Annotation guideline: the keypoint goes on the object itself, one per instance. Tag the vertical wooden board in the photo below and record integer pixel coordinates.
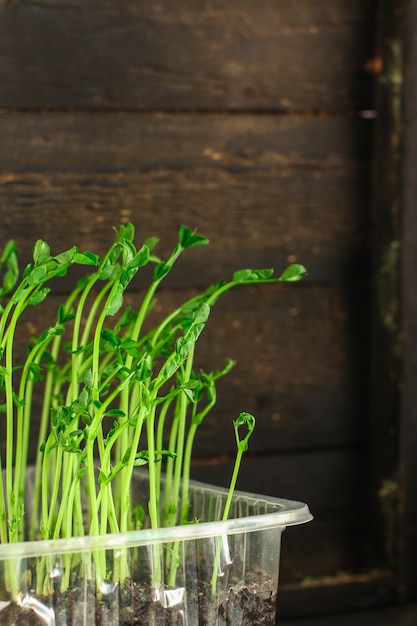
(197, 56)
(408, 423)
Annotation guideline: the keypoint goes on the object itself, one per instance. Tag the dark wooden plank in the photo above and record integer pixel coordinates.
(198, 55)
(386, 331)
(264, 191)
(387, 616)
(334, 598)
(298, 370)
(408, 422)
(110, 142)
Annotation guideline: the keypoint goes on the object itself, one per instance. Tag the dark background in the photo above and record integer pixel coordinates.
(275, 128)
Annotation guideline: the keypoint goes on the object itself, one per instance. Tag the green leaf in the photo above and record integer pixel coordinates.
(252, 275)
(38, 296)
(140, 259)
(151, 242)
(64, 258)
(86, 258)
(247, 420)
(202, 314)
(189, 239)
(115, 303)
(63, 316)
(115, 413)
(161, 270)
(41, 252)
(111, 337)
(130, 347)
(9, 256)
(293, 273)
(37, 274)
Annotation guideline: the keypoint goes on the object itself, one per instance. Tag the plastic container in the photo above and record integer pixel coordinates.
(206, 573)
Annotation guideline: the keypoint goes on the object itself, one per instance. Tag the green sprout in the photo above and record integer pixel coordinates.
(117, 394)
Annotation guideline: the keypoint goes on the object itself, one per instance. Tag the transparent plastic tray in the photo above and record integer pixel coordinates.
(170, 570)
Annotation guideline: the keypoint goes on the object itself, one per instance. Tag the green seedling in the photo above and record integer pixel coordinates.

#### [DIRECTIVE]
Rewrite the listing above with "integer pixel coordinates" changed to "whole-number pixel coordinates" everywhere and nothing else altered. Leave the pictures out of your version.

#### [PROBLEM SOLUTION]
Annotation guideline: the keypoint goes on the object itself, one per instance. Tag the vertical wooden board in the photo below and record whole-number pixel coordinates.
(197, 56)
(408, 423)
Annotation guideline: the keypoint goes on the object itself, one per instance. Tag the dark wooden plank in the photo above and record whole-number pixel coordinates.
(198, 55)
(386, 331)
(264, 191)
(387, 616)
(334, 598)
(298, 370)
(408, 422)
(110, 142)
Annotation guideline: the keypoint goes on the object itself, one per instance. Tag the dark background in the photo above and record whole-number pixel coordinates.
(275, 128)
Annotation guideline: the keypoint goes on the object itself, one per instance. Tag the green leaf in the photo above and record whole-number pixel coordinates.
(252, 275)
(38, 296)
(140, 259)
(151, 242)
(64, 258)
(86, 258)
(247, 420)
(202, 314)
(189, 239)
(115, 303)
(63, 316)
(115, 413)
(161, 270)
(41, 252)
(111, 337)
(130, 347)
(9, 256)
(293, 273)
(37, 274)
Annotation guideline: the keypoint goes on the object itself, one per instance. Tag the plastic container in the photo above and record whole-number pixel coordinates.
(206, 573)
Annotation guideline: the keypoint goes on the object itself, one per instance. Tag the green sprout in the photo above and record whole-number pixel coordinates.
(117, 394)
Annotation guideline: the keypoint goes on the object itself, one per instance. Tag the transparent plastic tray in the photo above and record whole-number pixel coordinates.
(170, 570)
Annotation guideline: the keypoint goes on the object itself, one per instance. Tag the green seedling in the photo above and record whole-number pixel coordinates.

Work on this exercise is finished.